-- START --

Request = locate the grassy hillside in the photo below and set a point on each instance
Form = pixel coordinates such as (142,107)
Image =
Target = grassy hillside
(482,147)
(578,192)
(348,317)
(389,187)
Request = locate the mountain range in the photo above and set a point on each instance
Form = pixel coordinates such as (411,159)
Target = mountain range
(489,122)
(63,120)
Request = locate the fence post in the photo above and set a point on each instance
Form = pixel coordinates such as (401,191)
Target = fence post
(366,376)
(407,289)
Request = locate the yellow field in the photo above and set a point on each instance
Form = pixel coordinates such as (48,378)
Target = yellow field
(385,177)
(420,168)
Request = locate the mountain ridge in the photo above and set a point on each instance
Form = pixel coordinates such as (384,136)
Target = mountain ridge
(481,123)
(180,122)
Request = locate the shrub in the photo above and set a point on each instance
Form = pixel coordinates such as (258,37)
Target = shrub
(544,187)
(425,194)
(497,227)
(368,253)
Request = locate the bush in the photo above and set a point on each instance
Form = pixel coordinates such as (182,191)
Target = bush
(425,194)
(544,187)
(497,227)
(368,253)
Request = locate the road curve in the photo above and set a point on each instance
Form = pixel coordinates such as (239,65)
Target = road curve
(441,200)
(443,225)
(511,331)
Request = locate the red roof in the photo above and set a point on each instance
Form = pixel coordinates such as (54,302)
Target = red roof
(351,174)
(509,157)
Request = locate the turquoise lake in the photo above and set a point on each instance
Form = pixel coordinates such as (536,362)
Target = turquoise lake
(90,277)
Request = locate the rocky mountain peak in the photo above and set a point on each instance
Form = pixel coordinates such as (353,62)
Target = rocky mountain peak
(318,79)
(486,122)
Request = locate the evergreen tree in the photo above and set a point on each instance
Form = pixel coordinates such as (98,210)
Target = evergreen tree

-- END --

### Task statement
Could you put every line of the listing above into a numbered list, leaving out any blank lines?

### Answer below
1. Request = locate the grassy hillside in the photo below and set a point on each instance
2. Form = pixel coordinates such as (142,107)
3. Image =
4. Target = grassy hillside
5. (482,147)
6. (578,192)
7. (348,317)
8. (389,187)
9. Request = locate the mountain range in the photo above and set a point on each instance
10. Form = pixel coordinates such as (411,159)
11. Target = mountain range
12. (489,122)
13. (63,120)
14. Request = locate the fence post in the photo above and set a point on each instance
15. Form = pixel coordinates such as (401,191)
16. Target = fence post
17. (366,376)
18. (407,289)
19. Request = locate the yellow field in the photo above and set a point on each instance
20. Form = pixel coordinates such as (48,378)
21. Target = yellow field
22. (385,177)
23. (420,168)
24. Request = locate the mountain ridge in the photo above and set a point on each instance
25. Form = pixel coordinates such as (384,136)
26. Target = mountain ridge
27. (481,123)
28. (180,122)
29. Request = locate the shrub in the photo above and set a point on each instance
30. Form = pixel coordinates such as (258,37)
31. Target = shrub
32. (544,187)
33. (425,194)
34. (497,227)
35. (368,253)
36. Request = locate the bush in the photo above and set a point on each instance
37. Form = pixel coordinates such as (182,191)
38. Target = bush
39. (425,194)
40. (544,187)
41. (497,227)
42. (368,253)
43. Request = locate the road curve in the photo above and set a point on each instance
44. Form = pixel coordinates such as (239,65)
45. Target = road curve
46. (441,200)
47. (443,225)
48. (511,331)
49. Request = locate the red roof in the photo above and set a point on each instance
50. Form = pixel coordinates such as (54,302)
51. Target = red roof
52. (351,174)
53. (509,157)
54. Request = locate the turquoise lake in the photo above and set a point on each instance
55. Form = pixel coordinates such as (536,362)
56. Target = turquoise lake
57. (90,277)
58. Request = locate the rocky mountain peak in the photo above and set a point on each instance
59. Form = pixel coordinates such as (353,62)
60. Target = rocky mountain peak
61. (318,79)
62. (486,122)
63. Request = locate the evergreen tree in the photo above and set a point on each instance
64. Form = pixel coordinates such as (98,210)
65. Target = evergreen tree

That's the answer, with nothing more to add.